RECORDS SHOWN below:

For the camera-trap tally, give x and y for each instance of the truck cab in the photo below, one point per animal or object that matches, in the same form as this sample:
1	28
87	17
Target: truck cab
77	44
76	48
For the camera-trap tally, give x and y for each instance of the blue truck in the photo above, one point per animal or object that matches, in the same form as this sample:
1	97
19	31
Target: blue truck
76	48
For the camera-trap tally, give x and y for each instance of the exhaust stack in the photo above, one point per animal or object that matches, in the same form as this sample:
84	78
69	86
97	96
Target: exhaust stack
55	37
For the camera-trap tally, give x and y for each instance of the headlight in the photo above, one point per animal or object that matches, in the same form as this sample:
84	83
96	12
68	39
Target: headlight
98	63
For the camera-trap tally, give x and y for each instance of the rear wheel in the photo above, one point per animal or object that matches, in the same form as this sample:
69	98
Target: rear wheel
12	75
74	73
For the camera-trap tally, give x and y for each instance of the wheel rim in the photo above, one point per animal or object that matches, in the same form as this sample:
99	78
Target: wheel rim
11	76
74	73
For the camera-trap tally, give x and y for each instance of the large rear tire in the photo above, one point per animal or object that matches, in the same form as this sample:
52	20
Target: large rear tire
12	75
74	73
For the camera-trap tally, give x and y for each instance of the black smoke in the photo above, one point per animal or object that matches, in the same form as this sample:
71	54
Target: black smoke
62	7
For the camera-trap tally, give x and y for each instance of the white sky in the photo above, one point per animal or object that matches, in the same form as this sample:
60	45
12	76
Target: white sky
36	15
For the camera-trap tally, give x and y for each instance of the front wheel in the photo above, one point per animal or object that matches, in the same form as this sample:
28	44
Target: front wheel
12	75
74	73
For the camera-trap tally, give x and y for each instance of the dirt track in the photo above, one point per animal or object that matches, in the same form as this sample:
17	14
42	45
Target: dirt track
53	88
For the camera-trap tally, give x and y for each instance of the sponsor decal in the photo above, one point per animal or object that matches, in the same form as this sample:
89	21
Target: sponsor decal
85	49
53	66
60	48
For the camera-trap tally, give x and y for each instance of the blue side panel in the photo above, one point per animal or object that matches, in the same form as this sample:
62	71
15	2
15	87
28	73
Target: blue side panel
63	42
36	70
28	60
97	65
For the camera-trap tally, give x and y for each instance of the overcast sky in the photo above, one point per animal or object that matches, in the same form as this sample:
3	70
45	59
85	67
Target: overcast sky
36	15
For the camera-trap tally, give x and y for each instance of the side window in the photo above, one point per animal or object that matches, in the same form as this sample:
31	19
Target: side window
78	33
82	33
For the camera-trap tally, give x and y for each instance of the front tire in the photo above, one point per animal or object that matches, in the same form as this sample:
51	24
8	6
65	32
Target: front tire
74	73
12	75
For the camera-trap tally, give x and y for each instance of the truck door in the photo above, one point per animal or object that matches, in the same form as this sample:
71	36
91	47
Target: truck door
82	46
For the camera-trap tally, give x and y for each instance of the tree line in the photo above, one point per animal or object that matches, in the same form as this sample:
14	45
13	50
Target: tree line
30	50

End of RECORDS SHOWN.

■ **TASK DIRECTIONS**
Each record above should be returned exactly as written.

■ **EXPECTED ANSWER**
For the camera-trap tally, give x and y for each instance of the truck cab in the photo below, one point per animal or object that matches, in the same form as this sample:
1	28
87	17
Target: truck cab
77	44
76	48
For the camera-trap tally, give x and y for each instance of the blue truck in the photo above, one point per animal or object that matches, in the same form as this sample:
1	97
19	31
Target: blue truck
76	48
For the camera-trap tally, give x and y for each instance of the exhaust stack in the photo above, one point per animal or object that matches, in the same form as this sample:
84	78
69	86
97	96
Target: exhaust stack
55	37
For the camera-trap tally, give x and y for each instance of the headlight in the photo above, one point per animal or object that matches, in the same form as this sample:
84	83
96	12
68	39
Target: headlight
98	63
For the camera-trap tally, give x and y for each instance of the rear wheel in the photo above, one point per animal or object that matches, in the same form as this sample:
69	98
Target: rear wheel
12	75
74	73
For the camera-trap tally, give x and y for each instance of the wheel rim in the photo above, one point per animal or object that matches, in the same form as this sample:
99	78
Target: wheel rim
11	76
74	73
For the camera-trap tally, give x and y for each instance of the large rear tire in the photo above, one point per animal or object that matches, in the same form as this sample:
52	20
Target: large rear tire
12	75
74	73
For the camera-trap tally, give x and y for each instance of the black smoke in the photo above, one point per animal or object that matches, in the same form as this sample:
71	54
Target: black smoke
62	7
For the camera-trap tally, give x and y for each instance of the white sky in the photo above, one point per animal or object that matches, in the same form as this sample:
60	45
12	76
Target: white sky
36	15
For the camera-trap tally, give x and y for each instance of the front wheel in the photo above, one point per animal or object that matches, in the same form as this sample:
28	44
Target: front wheel
12	75
74	73
For the camera-trap tally, give x and y for each instance of the dirt track in the photo above, one point per animal or object that matches, in the same form as this sample:
17	14
42	45
Target: dirt track
53	88
For the camera-trap tally, give x and y for each instance of the sponsor decal in the photo above, one point per animal or object that matches, in the same form as this sample:
89	21
Target: sponsor decal
85	49
53	66
60	48
For the camera-trap tally, give x and y for each instance of the blue side panel in the photo above, one point per animal or object that matches, in the same form as this sample:
62	71
15	2
15	87
28	73
Target: blue side panel
63	42
36	70
28	60
97	65
For the camera-trap tally, give x and y for each instance of the overcast sky in the photo above, one point per animal or object that matches, in the same form as this sample:
3	70
45	59
85	67
Target: overcast sky
36	15
For the camera-trap tally, give x and y for each instance of the side window in the photo above, one point per animal or object that matches, in the same form as this sample:
31	19
Target: side window
78	33
82	33
For the camera-trap tally, give x and y for each instance of the front tire in the photo above, one point per animal or object that matches, in the same form as this sample:
51	24
8	6
65	32
Target: front tire
74	73
12	75
For the camera-trap tally, give x and y for each instance of the truck door in the photo above, one point per animal or object that matches, in the same form as this sample:
71	36
91	47
Target: truck door
82	46
For the camera-trap tally, give x and y for each instance of the tree line in the photo above, one point per animal or object that matches, in the same form as this sample:
14	45
13	50
Target: tree line
30	50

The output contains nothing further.